**TO BE DONE**: Copy out every line in the records below that contains the word "black". Case counts.

____

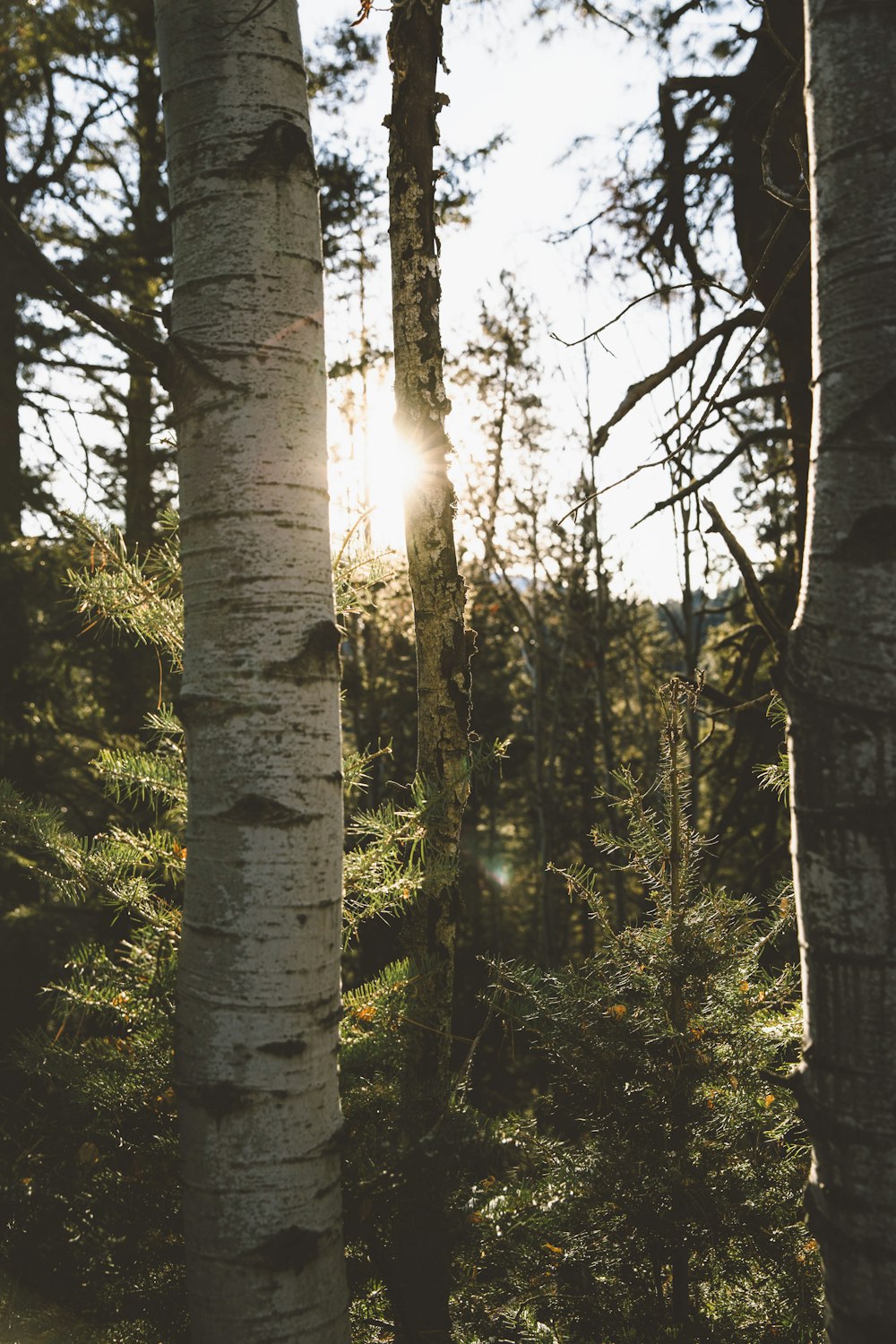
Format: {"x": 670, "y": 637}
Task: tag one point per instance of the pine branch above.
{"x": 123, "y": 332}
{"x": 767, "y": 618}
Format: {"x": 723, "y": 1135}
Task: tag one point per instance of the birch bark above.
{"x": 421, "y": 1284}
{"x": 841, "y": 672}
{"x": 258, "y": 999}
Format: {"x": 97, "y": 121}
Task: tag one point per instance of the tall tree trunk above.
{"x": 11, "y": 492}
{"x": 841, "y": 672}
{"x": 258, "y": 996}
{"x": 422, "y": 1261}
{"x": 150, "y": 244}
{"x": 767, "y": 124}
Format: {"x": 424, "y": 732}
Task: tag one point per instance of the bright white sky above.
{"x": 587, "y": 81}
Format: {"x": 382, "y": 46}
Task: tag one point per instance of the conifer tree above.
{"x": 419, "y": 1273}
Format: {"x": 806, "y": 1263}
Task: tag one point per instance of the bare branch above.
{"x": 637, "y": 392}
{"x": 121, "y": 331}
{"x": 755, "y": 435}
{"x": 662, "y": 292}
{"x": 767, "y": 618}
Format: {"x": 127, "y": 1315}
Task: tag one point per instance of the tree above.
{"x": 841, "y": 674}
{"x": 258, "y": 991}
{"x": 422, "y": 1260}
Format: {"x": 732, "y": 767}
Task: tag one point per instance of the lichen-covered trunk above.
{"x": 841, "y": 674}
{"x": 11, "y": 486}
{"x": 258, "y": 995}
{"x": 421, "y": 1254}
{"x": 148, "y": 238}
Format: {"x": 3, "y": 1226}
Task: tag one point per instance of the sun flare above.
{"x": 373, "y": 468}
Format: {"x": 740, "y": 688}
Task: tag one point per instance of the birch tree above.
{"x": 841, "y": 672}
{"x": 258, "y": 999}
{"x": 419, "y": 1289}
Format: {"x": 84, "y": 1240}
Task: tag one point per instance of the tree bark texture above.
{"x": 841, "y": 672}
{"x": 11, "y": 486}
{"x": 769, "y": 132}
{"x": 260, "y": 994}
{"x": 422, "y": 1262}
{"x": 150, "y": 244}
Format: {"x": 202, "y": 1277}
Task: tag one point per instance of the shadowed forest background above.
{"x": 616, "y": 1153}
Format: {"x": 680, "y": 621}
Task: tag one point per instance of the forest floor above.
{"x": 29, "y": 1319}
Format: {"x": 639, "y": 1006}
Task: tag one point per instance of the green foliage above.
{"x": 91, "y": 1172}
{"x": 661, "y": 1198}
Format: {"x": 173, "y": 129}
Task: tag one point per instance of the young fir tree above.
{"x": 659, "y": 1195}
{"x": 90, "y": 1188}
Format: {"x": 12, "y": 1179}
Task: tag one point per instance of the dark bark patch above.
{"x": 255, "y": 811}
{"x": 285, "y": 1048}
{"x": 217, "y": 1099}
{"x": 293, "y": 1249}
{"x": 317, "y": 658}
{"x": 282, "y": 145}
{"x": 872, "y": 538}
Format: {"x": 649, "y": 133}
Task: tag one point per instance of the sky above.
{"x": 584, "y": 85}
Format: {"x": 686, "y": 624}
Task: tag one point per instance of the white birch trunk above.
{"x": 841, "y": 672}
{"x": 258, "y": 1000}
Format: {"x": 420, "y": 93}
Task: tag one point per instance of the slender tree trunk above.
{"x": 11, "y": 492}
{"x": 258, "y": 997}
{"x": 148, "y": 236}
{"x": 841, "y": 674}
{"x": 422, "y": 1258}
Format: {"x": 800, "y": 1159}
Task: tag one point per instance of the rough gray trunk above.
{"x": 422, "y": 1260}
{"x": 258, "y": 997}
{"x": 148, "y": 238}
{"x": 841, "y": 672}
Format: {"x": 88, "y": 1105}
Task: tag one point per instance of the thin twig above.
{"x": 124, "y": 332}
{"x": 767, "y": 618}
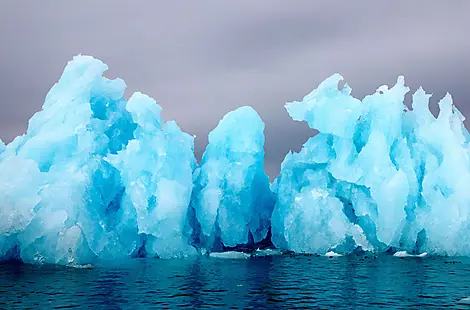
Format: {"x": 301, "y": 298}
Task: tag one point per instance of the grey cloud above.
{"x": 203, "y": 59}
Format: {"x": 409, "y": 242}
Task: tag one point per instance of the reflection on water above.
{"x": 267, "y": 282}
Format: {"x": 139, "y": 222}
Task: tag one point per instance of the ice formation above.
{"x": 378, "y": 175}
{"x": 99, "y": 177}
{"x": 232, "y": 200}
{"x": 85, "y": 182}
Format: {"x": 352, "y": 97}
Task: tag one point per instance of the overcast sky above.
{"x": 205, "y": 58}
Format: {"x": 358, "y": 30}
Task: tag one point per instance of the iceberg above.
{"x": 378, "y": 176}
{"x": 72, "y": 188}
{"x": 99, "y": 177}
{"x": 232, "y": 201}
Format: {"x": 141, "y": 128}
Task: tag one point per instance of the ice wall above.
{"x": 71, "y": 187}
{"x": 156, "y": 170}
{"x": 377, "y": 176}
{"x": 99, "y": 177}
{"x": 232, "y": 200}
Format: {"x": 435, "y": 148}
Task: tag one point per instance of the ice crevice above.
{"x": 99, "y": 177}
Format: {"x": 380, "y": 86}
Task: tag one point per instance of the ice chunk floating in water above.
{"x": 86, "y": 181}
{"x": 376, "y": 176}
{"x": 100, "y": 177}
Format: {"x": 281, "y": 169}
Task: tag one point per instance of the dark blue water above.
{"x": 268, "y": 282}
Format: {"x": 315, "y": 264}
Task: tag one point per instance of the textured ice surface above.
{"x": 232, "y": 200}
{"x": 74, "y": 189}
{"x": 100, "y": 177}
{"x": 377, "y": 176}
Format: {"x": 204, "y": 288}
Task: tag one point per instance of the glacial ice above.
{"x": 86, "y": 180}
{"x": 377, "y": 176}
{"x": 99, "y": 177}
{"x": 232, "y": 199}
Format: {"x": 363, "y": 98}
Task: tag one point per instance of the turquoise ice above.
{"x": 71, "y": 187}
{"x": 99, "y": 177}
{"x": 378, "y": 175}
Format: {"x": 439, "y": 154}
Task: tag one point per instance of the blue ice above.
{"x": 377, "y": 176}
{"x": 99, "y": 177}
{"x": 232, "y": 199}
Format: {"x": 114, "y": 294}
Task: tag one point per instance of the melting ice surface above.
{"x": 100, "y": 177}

____

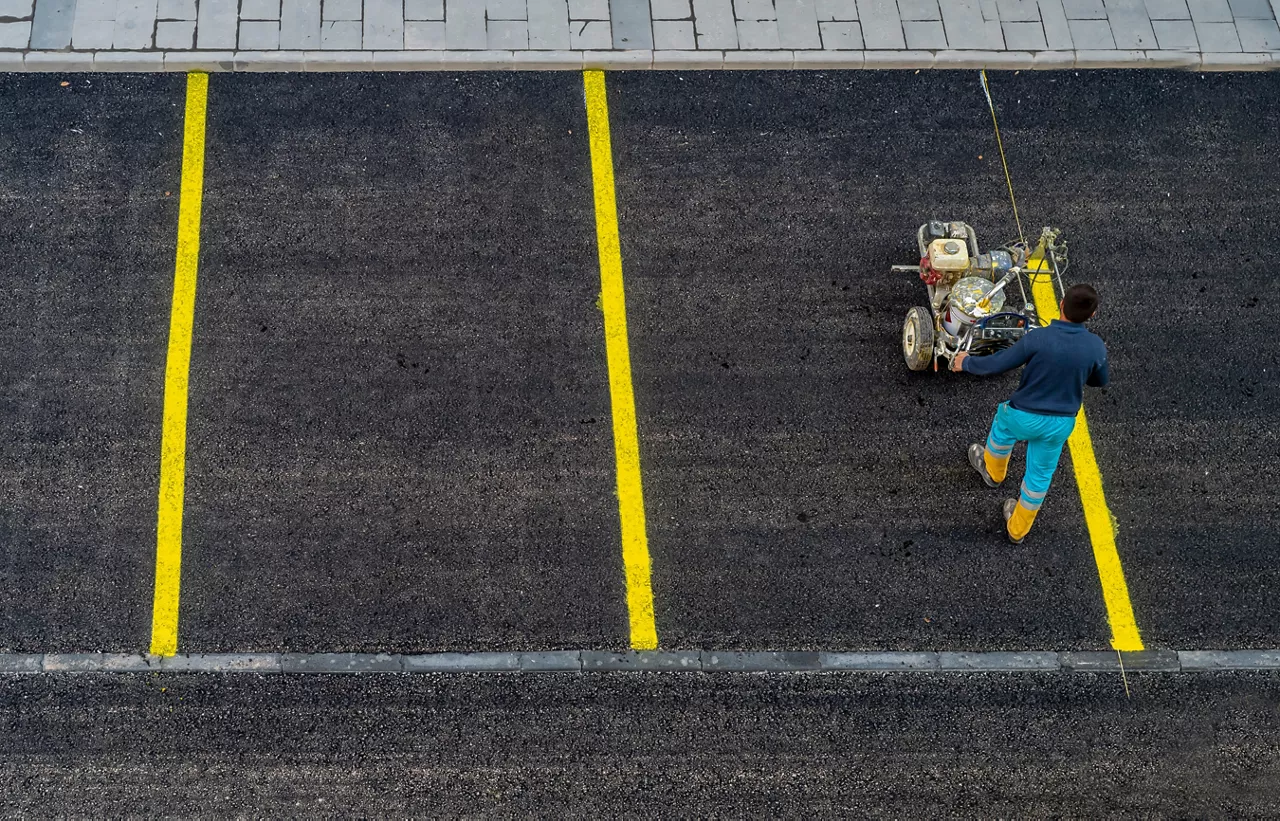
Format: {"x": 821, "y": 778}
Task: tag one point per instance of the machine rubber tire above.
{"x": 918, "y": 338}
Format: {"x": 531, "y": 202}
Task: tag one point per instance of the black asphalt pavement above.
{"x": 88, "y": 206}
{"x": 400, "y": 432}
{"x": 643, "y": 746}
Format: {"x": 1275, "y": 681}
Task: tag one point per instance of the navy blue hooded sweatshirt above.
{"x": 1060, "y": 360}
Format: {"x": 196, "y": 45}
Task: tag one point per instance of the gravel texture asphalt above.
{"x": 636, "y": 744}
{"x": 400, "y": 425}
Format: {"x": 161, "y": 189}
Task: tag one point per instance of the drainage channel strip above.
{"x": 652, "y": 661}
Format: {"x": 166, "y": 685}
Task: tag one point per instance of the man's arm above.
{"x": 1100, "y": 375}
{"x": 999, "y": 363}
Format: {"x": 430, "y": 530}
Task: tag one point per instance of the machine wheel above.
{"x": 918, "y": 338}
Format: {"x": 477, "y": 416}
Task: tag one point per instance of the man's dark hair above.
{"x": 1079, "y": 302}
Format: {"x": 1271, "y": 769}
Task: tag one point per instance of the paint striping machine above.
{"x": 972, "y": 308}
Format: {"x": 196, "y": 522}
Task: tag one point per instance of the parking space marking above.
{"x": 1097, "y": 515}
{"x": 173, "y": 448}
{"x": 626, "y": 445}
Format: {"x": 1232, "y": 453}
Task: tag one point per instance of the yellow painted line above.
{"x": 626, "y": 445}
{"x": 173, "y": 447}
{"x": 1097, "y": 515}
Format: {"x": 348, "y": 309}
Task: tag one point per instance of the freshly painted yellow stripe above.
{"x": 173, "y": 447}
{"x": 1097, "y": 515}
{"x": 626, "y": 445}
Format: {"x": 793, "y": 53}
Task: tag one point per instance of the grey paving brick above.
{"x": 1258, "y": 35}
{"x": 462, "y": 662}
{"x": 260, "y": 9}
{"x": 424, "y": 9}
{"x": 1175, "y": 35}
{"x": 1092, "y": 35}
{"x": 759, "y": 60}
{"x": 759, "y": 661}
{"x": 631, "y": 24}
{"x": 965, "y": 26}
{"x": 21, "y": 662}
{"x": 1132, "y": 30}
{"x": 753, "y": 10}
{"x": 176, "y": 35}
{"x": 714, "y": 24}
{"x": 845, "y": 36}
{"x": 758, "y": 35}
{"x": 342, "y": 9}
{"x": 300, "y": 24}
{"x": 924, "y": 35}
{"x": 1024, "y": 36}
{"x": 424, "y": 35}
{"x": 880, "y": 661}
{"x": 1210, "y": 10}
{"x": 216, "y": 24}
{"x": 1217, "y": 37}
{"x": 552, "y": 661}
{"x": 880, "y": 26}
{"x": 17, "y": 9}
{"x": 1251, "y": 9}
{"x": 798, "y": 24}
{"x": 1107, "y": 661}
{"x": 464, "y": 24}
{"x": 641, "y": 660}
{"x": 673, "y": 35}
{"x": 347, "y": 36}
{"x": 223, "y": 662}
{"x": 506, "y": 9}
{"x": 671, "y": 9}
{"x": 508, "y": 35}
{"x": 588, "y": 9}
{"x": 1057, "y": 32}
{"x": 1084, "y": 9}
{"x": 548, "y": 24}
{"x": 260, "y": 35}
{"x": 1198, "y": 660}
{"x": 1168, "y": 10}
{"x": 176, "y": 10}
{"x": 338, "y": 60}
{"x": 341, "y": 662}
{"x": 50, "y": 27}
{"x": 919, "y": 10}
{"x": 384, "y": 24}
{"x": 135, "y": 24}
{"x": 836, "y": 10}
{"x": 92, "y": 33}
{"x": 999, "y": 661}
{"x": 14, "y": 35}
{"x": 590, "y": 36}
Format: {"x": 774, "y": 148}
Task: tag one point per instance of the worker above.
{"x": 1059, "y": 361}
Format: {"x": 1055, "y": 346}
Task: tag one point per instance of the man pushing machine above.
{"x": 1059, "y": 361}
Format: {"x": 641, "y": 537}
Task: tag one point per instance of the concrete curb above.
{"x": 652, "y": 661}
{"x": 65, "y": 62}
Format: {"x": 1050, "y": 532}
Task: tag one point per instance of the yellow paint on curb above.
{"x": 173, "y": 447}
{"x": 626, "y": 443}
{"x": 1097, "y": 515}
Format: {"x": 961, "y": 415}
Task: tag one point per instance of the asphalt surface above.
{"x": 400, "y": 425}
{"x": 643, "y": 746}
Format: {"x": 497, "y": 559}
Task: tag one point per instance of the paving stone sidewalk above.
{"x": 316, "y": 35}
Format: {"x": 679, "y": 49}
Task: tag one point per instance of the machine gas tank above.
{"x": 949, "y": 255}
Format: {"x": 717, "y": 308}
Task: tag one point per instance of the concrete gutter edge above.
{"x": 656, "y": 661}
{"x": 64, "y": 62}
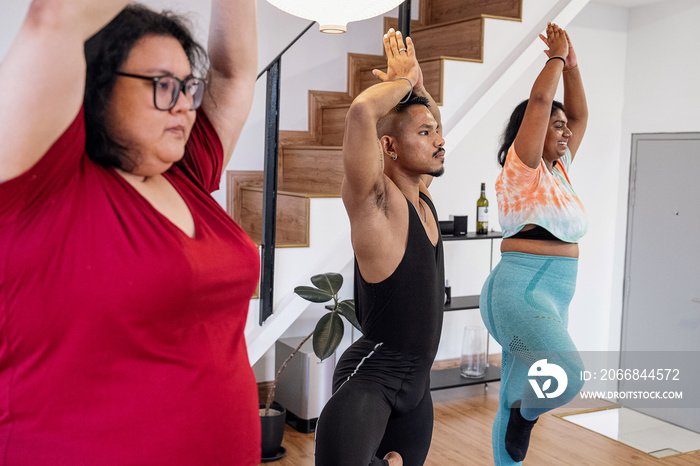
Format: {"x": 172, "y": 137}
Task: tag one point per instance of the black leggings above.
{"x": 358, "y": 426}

____

**FULL ANSWER**:
Task: tag one point per instance of the black asphalt pavement above.
Task: tag one point per instance of the black leggings above.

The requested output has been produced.